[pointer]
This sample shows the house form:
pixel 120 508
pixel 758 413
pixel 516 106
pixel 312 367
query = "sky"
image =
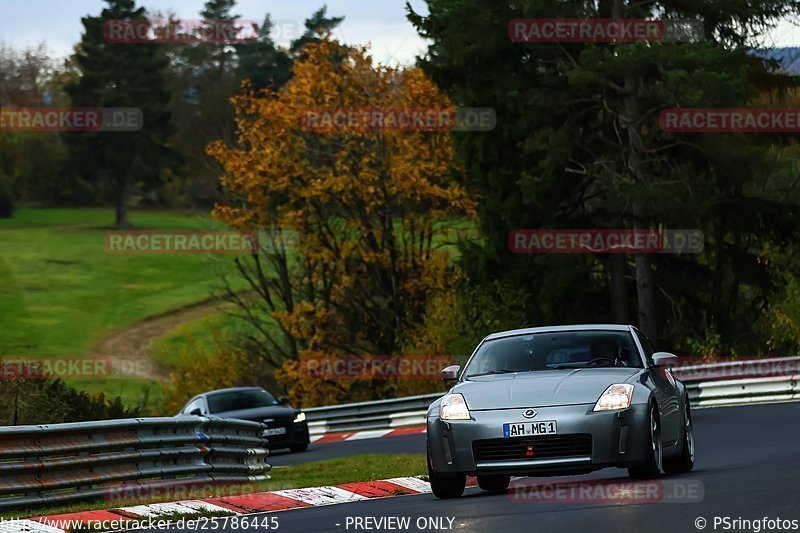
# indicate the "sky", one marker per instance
pixel 382 23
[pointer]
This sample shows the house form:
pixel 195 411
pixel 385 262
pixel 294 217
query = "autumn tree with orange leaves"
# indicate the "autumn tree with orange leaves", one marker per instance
pixel 367 205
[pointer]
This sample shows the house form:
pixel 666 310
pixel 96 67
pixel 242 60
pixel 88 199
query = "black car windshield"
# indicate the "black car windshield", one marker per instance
pixel 554 351
pixel 238 400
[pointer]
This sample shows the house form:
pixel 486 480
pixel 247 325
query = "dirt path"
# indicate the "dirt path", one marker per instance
pixel 130 349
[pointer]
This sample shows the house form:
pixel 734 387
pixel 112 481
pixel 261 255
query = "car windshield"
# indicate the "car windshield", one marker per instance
pixel 239 400
pixel 554 351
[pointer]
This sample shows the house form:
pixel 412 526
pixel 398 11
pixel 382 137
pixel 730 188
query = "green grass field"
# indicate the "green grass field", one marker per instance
pixel 61 292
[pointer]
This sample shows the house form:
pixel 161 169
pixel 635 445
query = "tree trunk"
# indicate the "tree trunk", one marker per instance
pixel 619 290
pixel 645 290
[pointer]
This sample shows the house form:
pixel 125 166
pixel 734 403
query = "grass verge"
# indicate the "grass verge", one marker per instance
pixel 369 467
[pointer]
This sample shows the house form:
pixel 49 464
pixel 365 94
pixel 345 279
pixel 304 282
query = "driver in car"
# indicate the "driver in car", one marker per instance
pixel 609 349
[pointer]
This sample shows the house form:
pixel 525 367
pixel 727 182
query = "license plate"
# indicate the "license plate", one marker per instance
pixel 524 429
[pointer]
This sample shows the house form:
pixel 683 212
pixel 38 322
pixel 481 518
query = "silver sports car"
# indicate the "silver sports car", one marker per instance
pixel 559 400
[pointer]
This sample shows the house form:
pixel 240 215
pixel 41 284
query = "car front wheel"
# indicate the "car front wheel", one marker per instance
pixel 446 486
pixel 652 464
pixel 685 461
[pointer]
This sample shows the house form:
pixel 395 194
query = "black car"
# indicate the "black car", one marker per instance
pixel 286 426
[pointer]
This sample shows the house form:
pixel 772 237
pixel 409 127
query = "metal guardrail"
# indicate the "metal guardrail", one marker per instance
pixel 53 464
pixel 757 380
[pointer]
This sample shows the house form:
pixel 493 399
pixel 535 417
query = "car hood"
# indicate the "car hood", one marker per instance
pixel 540 389
pixel 279 413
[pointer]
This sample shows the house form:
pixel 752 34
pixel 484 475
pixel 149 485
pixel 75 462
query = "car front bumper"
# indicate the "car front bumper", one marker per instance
pixel 618 438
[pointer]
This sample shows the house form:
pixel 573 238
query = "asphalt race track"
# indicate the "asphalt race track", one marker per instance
pixel 748 467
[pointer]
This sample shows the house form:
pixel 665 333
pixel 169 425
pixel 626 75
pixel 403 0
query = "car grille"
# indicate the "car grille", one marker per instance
pixel 546 446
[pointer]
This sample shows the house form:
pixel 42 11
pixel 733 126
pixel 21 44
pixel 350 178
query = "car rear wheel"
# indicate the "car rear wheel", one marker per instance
pixel 685 461
pixel 652 464
pixel 445 486
pixel 494 483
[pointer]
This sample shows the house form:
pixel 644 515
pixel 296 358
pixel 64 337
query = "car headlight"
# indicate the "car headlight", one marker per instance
pixel 454 407
pixel 615 397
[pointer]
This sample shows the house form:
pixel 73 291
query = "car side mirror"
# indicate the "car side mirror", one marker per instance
pixel 450 373
pixel 664 359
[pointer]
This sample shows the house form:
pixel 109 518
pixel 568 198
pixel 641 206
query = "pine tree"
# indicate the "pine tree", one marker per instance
pixel 119 74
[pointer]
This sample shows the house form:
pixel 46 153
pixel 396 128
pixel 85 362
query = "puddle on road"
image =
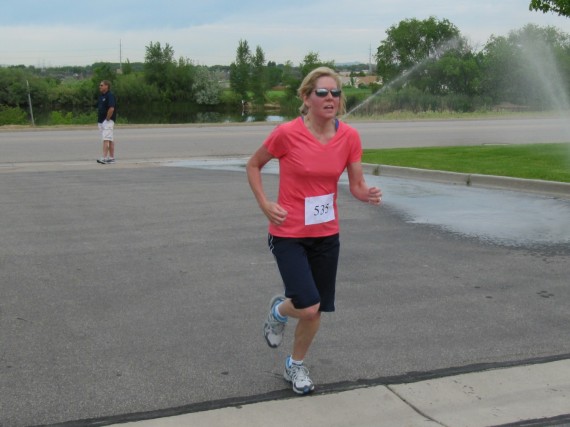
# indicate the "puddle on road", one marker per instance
pixel 503 217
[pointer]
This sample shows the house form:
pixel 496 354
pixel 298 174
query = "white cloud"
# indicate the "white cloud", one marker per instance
pixel 208 33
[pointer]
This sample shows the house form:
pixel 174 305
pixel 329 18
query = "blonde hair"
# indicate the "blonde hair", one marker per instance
pixel 309 84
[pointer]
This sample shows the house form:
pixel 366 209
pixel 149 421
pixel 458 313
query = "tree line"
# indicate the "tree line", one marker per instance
pixel 421 64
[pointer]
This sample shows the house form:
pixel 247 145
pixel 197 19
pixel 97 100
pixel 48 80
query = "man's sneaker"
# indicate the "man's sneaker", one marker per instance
pixel 298 376
pixel 272 328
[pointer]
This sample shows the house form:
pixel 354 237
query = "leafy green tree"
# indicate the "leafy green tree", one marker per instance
pixel 561 7
pixel 158 64
pixel 240 70
pixel 274 74
pixel 103 71
pixel 412 42
pixel 206 89
pixel 529 67
pixel 312 61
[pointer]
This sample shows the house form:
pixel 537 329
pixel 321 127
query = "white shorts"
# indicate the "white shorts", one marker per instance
pixel 106 129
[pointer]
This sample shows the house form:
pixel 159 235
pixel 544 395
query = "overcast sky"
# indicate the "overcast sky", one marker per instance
pixel 63 32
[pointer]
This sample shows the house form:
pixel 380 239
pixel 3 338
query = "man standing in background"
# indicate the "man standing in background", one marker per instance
pixel 106 114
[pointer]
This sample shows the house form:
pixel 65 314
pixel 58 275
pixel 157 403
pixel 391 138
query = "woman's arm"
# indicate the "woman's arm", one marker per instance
pixel 275 213
pixel 358 186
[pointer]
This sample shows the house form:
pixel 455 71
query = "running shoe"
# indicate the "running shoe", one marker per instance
pixel 298 376
pixel 272 328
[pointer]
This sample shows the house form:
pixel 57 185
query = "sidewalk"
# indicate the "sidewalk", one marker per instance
pixel 533 395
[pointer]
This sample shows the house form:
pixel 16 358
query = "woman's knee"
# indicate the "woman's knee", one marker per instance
pixel 310 313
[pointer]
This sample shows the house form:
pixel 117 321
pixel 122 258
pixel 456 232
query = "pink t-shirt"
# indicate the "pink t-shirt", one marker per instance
pixel 308 177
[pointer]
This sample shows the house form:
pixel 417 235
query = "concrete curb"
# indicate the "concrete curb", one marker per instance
pixel 548 188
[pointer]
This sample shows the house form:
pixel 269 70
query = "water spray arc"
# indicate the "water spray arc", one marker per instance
pixel 434 54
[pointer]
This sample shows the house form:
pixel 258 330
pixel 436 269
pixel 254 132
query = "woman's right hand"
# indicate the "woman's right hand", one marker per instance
pixel 275 213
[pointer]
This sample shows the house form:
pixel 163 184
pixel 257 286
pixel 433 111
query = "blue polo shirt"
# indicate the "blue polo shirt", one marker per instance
pixel 105 102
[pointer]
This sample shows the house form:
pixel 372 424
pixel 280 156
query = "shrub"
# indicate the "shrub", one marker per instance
pixel 12 116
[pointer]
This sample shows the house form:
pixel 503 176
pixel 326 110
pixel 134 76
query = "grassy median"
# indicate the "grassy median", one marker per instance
pixel 549 162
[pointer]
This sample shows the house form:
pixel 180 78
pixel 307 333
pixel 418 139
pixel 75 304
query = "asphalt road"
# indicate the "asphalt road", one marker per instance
pixel 128 290
pixel 140 143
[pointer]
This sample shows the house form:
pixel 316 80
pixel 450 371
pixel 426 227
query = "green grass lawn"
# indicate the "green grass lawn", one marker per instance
pixel 549 162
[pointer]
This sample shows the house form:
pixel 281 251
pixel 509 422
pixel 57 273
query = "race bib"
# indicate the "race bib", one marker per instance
pixel 319 209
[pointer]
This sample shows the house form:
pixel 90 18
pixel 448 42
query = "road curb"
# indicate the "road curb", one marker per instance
pixel 548 188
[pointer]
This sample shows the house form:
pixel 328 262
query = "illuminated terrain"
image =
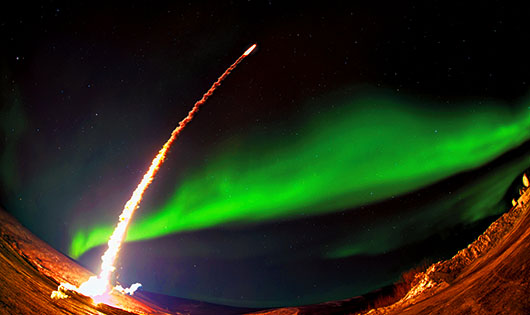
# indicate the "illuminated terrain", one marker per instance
pixel 489 276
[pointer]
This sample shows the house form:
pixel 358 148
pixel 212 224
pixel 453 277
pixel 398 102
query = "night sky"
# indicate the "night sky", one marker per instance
pixel 357 141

◆ ◆ ◆

◆ What needs to be done
Reproduce the records word for word, please, from their first line up to and including the line that contains "pixel 486 480", but no pictures.

◆ Answer
[pointer]
This sample shows the house form:
pixel 120 508
pixel 758 413
pixel 516 106
pixel 312 367
query = "sky"
image =
# indicate the "sky", one marker per instance
pixel 382 23
[pointer]
This sample shows the house form:
pixel 195 411
pixel 385 262
pixel 294 217
query = "autumn tree with orange leaves"
# indicate the "autumn tree with orange leaves", one marker per instance
pixel 367 205
[pointer]
This sample shows the house form:
pixel 666 310
pixel 96 67
pixel 242 60
pixel 88 199
query = "black car windshield"
# indicate the "black car windshield", one marker per instance
pixel 554 351
pixel 238 400
[pointer]
This sample shows the house form:
pixel 486 480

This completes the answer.